Aim:
Can you give the records below again with every "Target" changed to "Label" and all else left unchanged? Leave out the pictures.

= = = = =

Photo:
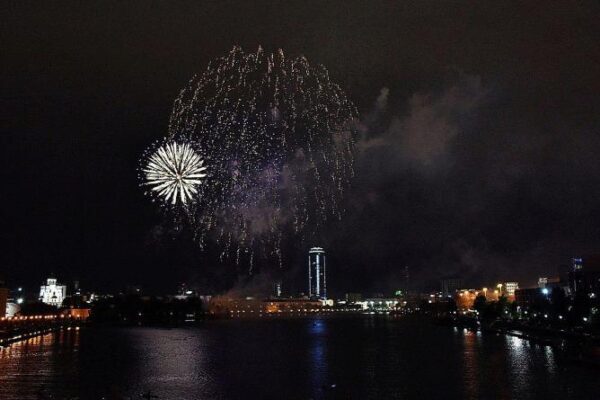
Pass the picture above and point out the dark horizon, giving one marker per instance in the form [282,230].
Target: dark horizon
[477,155]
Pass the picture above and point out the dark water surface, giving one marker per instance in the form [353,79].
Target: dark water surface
[365,358]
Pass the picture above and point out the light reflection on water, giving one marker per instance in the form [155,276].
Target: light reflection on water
[365,358]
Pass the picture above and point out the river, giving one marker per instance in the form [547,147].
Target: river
[366,357]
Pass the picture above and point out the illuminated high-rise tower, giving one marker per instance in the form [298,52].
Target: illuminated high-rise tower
[317,278]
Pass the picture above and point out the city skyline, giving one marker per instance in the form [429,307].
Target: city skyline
[473,166]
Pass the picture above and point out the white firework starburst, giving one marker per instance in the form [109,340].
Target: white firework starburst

= = = = =

Final result:
Photo:
Pass the picture above and point out the dark horizon, giving one marker per instance in the form [282,230].
Label: dark horizon
[477,155]
Pass the picture above and point out the dark water surface, giving one marker per instance in the form [353,79].
Label: dark water surface
[365,358]
Pass the picture above and point out the light reflection on water, giving one marker per instance in the form [155,276].
Label: light reflection on water
[365,358]
Pass the picture above and point out the river, giving one marker per instance in the form [547,147].
Label: river
[366,357]
Pass the picture above and point out the illuminated high-rise tower, giving one marker per instance in the form [298,52].
Label: illuminated high-rise tower
[317,278]
Pass the picture above and point out the city skyline, giving one marker per instance in the form [429,307].
Label: city skyline
[473,166]
Pass the picture above and point out the white firework starburst, giving one marker per instance in the form [109,340].
Label: white firework starburst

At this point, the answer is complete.